Every record below should be printed exactly as it appears.

☆ ☆ ☆ ☆ ☆ ☆ ☆

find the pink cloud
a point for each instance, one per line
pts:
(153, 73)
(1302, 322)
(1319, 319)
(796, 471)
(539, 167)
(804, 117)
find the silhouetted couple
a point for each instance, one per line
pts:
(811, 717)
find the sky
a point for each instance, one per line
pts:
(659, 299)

☆ ☆ ☆ ☆ ☆ ☆ ☆

▸ WRITTEN RESPONSE
find the pink cloud
a point for each instance, one per line
pts:
(153, 73)
(1302, 322)
(1319, 319)
(796, 471)
(539, 167)
(804, 117)
find the silhouetted couple
a point for each instance, one per line
pts:
(811, 717)
find the sky
a point for each instance, one per line
pts:
(659, 299)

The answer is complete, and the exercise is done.